── DOCUMENT TEXT

On Thu, Jun 16, 2016 at 10:13 AM, Michal Skrivanek
<michal.skrivanek(a)redhat.com> wrote:
On 16 Jun 2016, at 09:07, Yaniv Kaul <ykaul(a)redhat.com> wrote:
On Thu, Jun 16, 2016 at 9:29 AM, Yedidyah Bar David <didi(a)redhat.com> wrote:
>
> On Thu, Jun 16, 2016 at 9:10 AM, Yaniv Kaul <ykaul(a)redhat.com> wrote:
> >
> >
> > On Thu, Jun 16, 2016 at 8:53 AM, Yedidyah Bar David <didi(a)redhat.com>
> > wrote:
> >>
> >> On Thu, Jun 16, 2016 at 5:33 AM, Sandvik Agustin
> >> <agustinsandvik(a)gmail.com> wrote:
> >> > Hi users,
> >> >
> >> > Good day, is it possible to configure two ovirt-engine to manage one
> >> > hypervisor? My purpose for this is what if the first ovirt-engine
> >> > fails,
> >> > I
> >> > still have the 2nd ovirt-engine to manage hypervisor.
> >> >
> >> > is this possible? or any suggestion similar to my purpose?
> >>
> >> The "normal" solution is hosted-engine, which has HA - the engine
> >> runs in a VM, and HA daemons monitor it and the hosts, and if there
> >> is a problem they can start it on another host.
> >>
> >> There were discussions in the past, which you can find in the list
> >> archives,
> >> about running two engines against a single database, and current bottom
> >> line
> >> is that it's not supported, will not work, and iiuc will require some
> >> significant development investment to support.
> >>
> >> You might manage to have an active/passive solution - install an engine
> >> on two machines, configure both to use the same remote database, but
> >> make sure only one of them is active at any given time. Not sure if
> >> that's
> >> considered "fully supported", but might come close.
even when you make it work when cert issues are sorted out, you need to be
very careful not to bring both engines up managing a same host, they will
fight over it and the monitoring is going to be received only by one of the
engines, which in turn may cause HA VMs restart and split brains all over
the place.

────
── DATASET ENTRIES

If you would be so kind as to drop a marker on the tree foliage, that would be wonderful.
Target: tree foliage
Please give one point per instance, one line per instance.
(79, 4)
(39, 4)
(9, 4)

────

**TASK DETAILS:** According to the email thread, what is the "normal" solution for keeping the engine available? Use only the email thread to answer, not the items.

**REPLY:** Hosted-engine, which has HA.